◆ **ACTIVITY**
Return every record below exactly as written.

Start of DATASET EXTRACT

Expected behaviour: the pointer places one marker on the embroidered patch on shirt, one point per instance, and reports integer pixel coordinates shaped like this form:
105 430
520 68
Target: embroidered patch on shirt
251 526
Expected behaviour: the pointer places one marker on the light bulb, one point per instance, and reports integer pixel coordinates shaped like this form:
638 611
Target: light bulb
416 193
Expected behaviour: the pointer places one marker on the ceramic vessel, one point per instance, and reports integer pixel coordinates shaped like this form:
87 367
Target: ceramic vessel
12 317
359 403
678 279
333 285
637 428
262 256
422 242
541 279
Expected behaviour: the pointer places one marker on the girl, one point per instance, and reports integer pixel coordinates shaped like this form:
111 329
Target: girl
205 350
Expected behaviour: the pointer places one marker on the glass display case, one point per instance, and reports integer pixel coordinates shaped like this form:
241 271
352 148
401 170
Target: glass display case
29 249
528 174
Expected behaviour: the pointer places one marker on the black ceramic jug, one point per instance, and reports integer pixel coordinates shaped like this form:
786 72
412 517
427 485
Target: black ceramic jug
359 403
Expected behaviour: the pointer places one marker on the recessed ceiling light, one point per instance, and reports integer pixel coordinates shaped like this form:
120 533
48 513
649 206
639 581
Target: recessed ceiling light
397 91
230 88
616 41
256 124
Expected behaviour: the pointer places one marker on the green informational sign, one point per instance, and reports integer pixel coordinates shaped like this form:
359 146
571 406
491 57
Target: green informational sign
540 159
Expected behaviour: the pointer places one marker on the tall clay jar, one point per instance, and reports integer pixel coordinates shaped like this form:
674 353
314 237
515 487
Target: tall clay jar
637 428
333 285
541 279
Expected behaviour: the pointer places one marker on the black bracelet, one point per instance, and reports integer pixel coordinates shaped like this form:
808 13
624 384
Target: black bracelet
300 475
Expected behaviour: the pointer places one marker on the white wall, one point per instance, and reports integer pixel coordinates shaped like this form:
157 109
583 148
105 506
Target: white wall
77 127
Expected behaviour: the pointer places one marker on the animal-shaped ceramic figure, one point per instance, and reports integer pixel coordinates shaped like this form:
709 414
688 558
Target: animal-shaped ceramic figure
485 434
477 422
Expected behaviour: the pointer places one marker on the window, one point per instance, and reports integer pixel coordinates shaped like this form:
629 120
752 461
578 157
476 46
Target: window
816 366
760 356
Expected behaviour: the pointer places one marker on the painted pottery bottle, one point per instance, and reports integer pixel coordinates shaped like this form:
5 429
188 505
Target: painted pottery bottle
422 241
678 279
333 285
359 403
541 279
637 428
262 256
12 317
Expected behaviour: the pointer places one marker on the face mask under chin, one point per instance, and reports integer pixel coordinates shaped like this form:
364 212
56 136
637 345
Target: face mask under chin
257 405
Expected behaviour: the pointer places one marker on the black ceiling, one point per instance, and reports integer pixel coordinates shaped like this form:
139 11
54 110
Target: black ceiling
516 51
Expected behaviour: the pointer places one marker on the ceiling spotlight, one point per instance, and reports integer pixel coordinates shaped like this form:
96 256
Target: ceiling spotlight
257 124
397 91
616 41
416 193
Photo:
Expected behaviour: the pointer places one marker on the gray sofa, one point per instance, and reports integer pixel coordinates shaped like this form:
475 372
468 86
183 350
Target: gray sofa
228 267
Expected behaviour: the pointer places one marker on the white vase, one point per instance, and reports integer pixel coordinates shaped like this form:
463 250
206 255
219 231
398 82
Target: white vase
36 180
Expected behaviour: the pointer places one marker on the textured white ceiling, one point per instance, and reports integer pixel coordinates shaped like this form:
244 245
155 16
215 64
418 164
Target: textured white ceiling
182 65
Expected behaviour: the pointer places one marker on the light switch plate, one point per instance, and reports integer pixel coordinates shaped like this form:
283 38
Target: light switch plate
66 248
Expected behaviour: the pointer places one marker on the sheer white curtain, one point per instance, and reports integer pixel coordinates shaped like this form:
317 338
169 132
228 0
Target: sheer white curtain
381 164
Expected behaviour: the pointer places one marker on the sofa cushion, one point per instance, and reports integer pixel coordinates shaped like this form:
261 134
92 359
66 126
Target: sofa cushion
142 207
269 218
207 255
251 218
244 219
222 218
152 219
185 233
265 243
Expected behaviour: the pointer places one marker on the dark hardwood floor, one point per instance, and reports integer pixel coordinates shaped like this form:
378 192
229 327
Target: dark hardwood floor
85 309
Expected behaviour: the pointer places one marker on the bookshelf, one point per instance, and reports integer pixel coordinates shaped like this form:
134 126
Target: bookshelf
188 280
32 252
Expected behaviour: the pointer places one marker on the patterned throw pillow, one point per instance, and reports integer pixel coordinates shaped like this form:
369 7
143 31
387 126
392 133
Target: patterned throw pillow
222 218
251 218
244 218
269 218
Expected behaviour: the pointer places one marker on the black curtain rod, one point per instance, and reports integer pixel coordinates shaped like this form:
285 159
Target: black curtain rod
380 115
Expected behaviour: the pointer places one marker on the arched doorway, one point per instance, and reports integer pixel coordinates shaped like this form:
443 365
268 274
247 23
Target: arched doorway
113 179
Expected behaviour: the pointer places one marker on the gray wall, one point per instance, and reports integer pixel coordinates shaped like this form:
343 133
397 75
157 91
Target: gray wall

End of DATASET EXTRACT

◆ **RESPONSE BELOW**
Expected behaviour: the pointer places one marker on the embroidered patch on shirt, one point per instance, and reports integer pixel coordinates shaped like this form:
105 430
520 68
Target: embroidered patch on shirt
251 526
Expected behaviour: the pointer places one marker on the light bulb, one point per instance, and reports integer pixel coordinates shaped like this form:
638 611
Target: light bulb
416 193
Expected behaviour: the pointer places one marker on the ceramic vessel, one point per instance, and reports integer pixel coordinates shaped like this form:
87 367
Target: ceramic vessel
12 317
359 403
678 279
333 285
637 428
262 256
422 242
541 279
Expected behaviour: the pointer places one marker on the girl, one point per instance, and reports integer pixel coordinates shaped like this form:
111 329
Target: girl
205 350
Expected behaviour: the pointer places one marker on the glass display case, one point per instance, and reports integer pixel coordinates shaped like this form:
241 271
352 148
401 170
Target: glass display case
29 249
528 174
Expected behaviour: the pointer places one marker on the black ceramic jug, one point per instance, and reports integer pixel coordinates shaped like this form:
786 72
412 517
427 485
Target: black ceramic jug
359 403
Expected behaviour: the pointer places one marker on the recessed ceiling light, one point per instance, and reports integer pixel coordinates shaped like this form:
120 533
48 513
649 206
639 581
Target: recessed ceiling light
397 91
230 88
616 41
256 124
Expected behaviour: the pointer places one marker on the green informational sign, one point per instance, and reports integer pixel coordinates shaped like this form:
359 146
571 406
491 57
Target: green informational sign
540 159
Expected behaviour: the pointer places one marker on the tall clay jar, one point per instance, and reports integer pixel coordinates shaped like this form:
674 353
314 237
515 487
Target: tall clay jar
637 428
333 285
541 279
Expected behaviour: the pointer places one marker on the black bracelet, one point per instance, and reports integer pixel coordinates shaped like this form:
808 13
624 384
Target: black bracelet
300 475
Expected behaviour: the pointer places one marker on the white wall, one point per instance, and reports integer pixel coordinates shaped like this form:
157 109
583 148
105 506
Target: white wall
77 127
Expected behaviour: the pointer places one marker on the animal-shaped ceramic figure, one point per instance, and reports integer pixel coordinates shaped like this form:
709 414
688 558
Target: animal-shaped ceramic figure
485 434
477 422
Expected behaviour: the pointer places one marker on the window, one point per instance, and reports integer pixel coordinates shaped like this form:
629 120
752 461
578 157
476 46
Target: window
816 366
760 356
Expected behaviour: the pointer places one marker on the painted pottery bottle, one point per instance, and reports integer pixel coordinates shaped like this form:
5 429
188 505
Target: painted pottery bottle
422 241
678 279
333 285
359 403
541 279
637 428
262 256
12 317
Expected behaviour: the pointer places one marker on the face mask under chin, one point per instance, and reports integer pixel coordinates shaped like this form:
364 212
56 136
637 345
Target: face mask under chin
257 405
Expected behaviour: the pointer places one marker on the black ceiling, one point per instance, and reports integer pixel coordinates shaped like this form:
139 11
54 110
Target: black ceiling
516 51
Expected behaviour: the pointer places one marker on the ceiling spotlight, one point per instance, and reports integer pixel coordinates shaped like this form:
96 256
Target: ceiling spotlight
257 124
397 91
616 41
416 193
Photo:
Expected behaviour: the pointer places one marker on the gray sofa, one point per instance, and reports integer pixel coordinates shaped like this form:
475 372
468 86
183 350
Target: gray sofa
228 267
Expected behaviour: the pointer places one marker on the white vase, one point per instance, and reports integer pixel coordinates shaped like this form:
463 250
206 255
219 231
398 82
Target: white vase
36 180
Expected behaviour: the pointer places one marker on the textured white ceiling, one point per instance, and reports integer pixel coordinates shaped like this form:
244 245
155 16
215 64
418 164
Target: textured white ceiling
182 65
Expected behaviour: the pointer places one marker on the light switch plate, one point per instance, and reports integer pixel coordinates shaped like this form:
283 38
Target: light switch plate
66 248
Expected behaviour: the pointer places one marker on the sheer white curtain, one point per instance, and reports integer pixel coordinates shaped like this form:
317 338
169 132
228 0
Target: sheer white curtain
381 164
Expected behaviour: the pointer places one marker on the sofa cushion, one point per instance, and reports integer pixel coordinates shaped like this form:
261 134
92 359
66 126
Target: sofa cushion
142 207
269 218
207 255
251 218
244 219
222 218
152 219
185 233
265 243
Expected behaviour: the pointer places one marker on the dark hardwood floor, one point per instance, and reports integer pixel coordinates shaped like this form:
378 192
229 327
Target: dark hardwood floor
85 309
Expected behaviour: the pointer places one marker on the bookshelf, one point per instance, and reports integer pixel coordinates shaped like this form:
134 126
Target: bookshelf
188 280
32 252
Expected behaviour: the pointer places one marker on the patterned throw pillow, one point per instance, and reports integer pixel coordinates shaped like this form:
369 7
143 31
387 126
392 133
Target: patterned throw pillow
222 218
251 218
244 218
269 218
Expected behaviour: the pointer places one marker on the black curtain rod, one point per instance, and reports integer pixel coordinates shaped like this form:
285 159
Target: black curtain rod
380 115
Expected behaviour: the pointer places one marker on the arched doorway, one point per instance, and reports integer pixel coordinates shaped like this form:
443 365
268 274
247 23
Target: arched doorway
113 179
Expected behaviour: the pointer places one marker on the gray wall, one point per instance, and reports integer pixel coordinates shaped like this form:
343 133
397 75
157 91
Target: gray wall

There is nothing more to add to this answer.